(WHAT IS NEEDED):
Exactly as written, transcribe the lines that run from the one containing "Question. The photo above holds the man in" to the end of the records below.

(DATASET EXTRACT):
"""

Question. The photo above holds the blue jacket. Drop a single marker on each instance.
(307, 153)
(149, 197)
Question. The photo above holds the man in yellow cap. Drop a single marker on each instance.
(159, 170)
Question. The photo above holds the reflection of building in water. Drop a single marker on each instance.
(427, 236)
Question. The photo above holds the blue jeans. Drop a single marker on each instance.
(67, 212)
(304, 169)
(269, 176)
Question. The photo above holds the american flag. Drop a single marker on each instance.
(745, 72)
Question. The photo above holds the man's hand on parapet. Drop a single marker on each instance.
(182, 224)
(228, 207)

"""

(ANSWER TO THIS TASK):
Question. The photo above holds the man in yellow cap. Drop a single marker on each instance.
(159, 170)
Question. The photo above holds the reflection of building in water. Drop a single marker on each instance.
(427, 236)
Question. The photo above holds the blue jeans. Drop a single marker on each instance.
(67, 212)
(304, 169)
(269, 176)
Question. The photo above holds the american flag. Drop a single marker on each instance.
(745, 72)
Question. The photo above holds the man's hand on parapet. Drop a single marker on each instance.
(182, 224)
(228, 207)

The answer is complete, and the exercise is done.